[begin EXTRACTED TEXT]

The extra films on this set were all fascinating for their highly unorthodox usage of the Alice story for their own ends! The 1903 Alice In Wonderland is interesting to see though very episodic and there doesn't seem to be much of a cause and effect on any of Alice's actions which makes it play very much like a series of moving illustrations of significant scenes - no particular 'dream logic' seems in evidence and no attempt at trying to move Alice flowingly from one place to another, instead once the meat of the scene has been completed there is a fade out and the next scene starts. Perhaps this is why the best scene of the film is the final one in which there is the parade of cards (a bunch of children in the costumes, who appear to be having the best time in the film - and who wouldn't be having fun getting to dress up and parade for the film camera!), Alice bopping the executioner and then after being chased offscreen (with one of the smallest children/playing cards bringing up the rear in an extremely cute manner!), waking up on the riverbank. There is at least some developing action here, rather than just a tableau that presents an image that goes nowhere, as in the previous scenes.

[end EXTRACTED TEXT]
[begin DATA SUPPLIED]

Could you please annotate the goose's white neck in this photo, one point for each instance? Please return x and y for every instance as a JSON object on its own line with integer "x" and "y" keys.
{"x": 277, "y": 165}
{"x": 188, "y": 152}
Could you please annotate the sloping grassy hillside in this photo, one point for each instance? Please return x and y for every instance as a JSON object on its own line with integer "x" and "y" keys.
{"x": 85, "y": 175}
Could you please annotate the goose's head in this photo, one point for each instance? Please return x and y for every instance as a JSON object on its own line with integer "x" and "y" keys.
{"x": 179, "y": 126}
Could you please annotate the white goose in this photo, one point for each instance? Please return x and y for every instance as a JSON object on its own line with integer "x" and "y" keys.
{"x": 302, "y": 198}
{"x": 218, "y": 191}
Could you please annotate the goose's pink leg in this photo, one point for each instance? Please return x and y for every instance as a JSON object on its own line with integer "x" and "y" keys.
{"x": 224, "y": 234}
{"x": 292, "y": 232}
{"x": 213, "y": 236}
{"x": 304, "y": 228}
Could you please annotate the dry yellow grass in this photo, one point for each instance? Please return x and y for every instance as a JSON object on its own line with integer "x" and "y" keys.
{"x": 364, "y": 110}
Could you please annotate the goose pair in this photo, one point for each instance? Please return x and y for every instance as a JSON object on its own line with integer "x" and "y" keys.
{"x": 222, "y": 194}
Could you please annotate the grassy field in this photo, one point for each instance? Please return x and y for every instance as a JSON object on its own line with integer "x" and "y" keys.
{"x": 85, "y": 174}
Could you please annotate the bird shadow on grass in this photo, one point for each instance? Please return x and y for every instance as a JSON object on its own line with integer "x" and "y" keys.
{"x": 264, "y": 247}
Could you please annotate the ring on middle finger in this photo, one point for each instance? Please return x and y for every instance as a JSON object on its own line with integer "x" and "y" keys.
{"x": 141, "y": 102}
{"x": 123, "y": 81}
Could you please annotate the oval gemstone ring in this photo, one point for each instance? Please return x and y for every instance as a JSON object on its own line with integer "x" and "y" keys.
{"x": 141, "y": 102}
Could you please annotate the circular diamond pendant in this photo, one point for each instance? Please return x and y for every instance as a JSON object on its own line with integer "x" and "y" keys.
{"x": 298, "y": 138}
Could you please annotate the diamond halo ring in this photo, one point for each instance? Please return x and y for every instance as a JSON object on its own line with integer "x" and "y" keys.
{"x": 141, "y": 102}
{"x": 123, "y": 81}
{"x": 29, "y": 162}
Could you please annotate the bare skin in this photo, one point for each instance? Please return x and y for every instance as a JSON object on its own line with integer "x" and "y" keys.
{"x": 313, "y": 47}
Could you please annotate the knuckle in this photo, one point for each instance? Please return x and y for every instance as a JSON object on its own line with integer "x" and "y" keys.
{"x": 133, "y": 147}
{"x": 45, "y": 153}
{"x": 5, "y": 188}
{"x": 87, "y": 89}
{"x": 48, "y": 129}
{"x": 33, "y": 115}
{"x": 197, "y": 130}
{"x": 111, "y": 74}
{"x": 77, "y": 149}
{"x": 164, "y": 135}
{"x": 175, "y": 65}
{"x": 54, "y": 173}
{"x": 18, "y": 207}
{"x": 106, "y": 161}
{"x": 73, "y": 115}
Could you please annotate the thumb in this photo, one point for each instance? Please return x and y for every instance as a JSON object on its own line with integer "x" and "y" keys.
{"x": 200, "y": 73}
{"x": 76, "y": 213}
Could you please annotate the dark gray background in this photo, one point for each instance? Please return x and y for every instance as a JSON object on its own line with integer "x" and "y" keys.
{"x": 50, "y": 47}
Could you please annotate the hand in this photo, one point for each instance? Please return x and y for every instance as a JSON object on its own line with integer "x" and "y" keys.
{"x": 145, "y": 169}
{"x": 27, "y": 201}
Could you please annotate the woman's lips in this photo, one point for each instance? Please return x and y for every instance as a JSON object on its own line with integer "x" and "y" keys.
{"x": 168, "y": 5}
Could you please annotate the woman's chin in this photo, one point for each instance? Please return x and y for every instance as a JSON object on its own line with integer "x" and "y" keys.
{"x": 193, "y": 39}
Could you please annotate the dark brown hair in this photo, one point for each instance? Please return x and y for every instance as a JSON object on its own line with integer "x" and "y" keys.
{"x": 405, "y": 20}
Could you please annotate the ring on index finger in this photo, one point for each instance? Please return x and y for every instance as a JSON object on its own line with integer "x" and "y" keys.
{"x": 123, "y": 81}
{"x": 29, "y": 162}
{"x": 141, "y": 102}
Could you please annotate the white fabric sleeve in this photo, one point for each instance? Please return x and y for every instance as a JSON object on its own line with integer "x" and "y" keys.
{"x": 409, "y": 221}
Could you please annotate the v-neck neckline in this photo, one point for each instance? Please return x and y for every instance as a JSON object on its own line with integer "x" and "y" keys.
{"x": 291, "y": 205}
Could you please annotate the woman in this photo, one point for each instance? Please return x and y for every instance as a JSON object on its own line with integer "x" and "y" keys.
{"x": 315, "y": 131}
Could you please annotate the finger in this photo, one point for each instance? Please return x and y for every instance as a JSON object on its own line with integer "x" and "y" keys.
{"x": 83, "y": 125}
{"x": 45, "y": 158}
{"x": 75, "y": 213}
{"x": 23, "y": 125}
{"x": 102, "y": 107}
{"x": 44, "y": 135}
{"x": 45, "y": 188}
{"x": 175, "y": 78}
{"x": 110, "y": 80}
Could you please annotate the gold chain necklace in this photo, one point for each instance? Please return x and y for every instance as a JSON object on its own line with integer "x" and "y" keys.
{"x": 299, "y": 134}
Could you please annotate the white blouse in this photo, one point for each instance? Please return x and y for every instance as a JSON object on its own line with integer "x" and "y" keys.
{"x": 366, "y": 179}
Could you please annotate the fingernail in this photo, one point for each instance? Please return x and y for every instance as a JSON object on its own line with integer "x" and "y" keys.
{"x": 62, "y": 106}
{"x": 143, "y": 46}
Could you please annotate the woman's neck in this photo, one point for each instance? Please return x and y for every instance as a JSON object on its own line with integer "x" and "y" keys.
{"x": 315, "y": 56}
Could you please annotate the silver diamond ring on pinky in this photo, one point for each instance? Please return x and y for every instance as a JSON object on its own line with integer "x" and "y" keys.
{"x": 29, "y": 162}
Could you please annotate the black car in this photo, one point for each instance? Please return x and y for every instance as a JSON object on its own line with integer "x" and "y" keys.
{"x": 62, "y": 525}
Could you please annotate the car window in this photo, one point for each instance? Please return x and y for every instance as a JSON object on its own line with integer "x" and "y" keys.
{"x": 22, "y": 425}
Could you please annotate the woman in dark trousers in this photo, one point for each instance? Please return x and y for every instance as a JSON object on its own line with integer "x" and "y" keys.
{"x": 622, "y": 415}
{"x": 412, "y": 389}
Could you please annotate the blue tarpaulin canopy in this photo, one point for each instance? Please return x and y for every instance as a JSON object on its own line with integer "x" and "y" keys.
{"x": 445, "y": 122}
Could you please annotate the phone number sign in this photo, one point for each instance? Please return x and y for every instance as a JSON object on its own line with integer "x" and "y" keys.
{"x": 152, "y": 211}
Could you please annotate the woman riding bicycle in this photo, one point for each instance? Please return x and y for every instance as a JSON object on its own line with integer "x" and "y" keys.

[end DATA SUPPLIED]

● REQUIRED TASK
Copy out the review of the Alice films above, word for word from start to finish.

● ANSWER IN FULL
The extra films on this set were all fascinating for their highly unorthodox usage of the Alice story for their own ends! The 1903 Alice In Wonderland is interesting to see though very episodic and there doesn't seem to be much of a cause and effect on any of Alice's actions which makes it play very much like a series of moving illustrations of significant scenes - no particular 'dream logic' seems in evidence and no attempt at trying to move Alice flowingly from one place to another, instead once the meat of the scene has been completed there is a fade out and the next scene starts. Perhaps this is why the best scene of the film is the final one in which there is the parade of cards (a bunch of children in the costumes, who appear to be having the best time in the film - and who wouldn't be having fun getting to dress up and parade for the film camera!), Alice bopping the executioner and then after being chased offscreen (with one of the smallest children/playing cards bringing up the rear in an extremely cute manner!), waking up on the riverbank. There is at least some developing action here, rather than just a tableau that presents an image that goes nowhere, as in the previous scenes.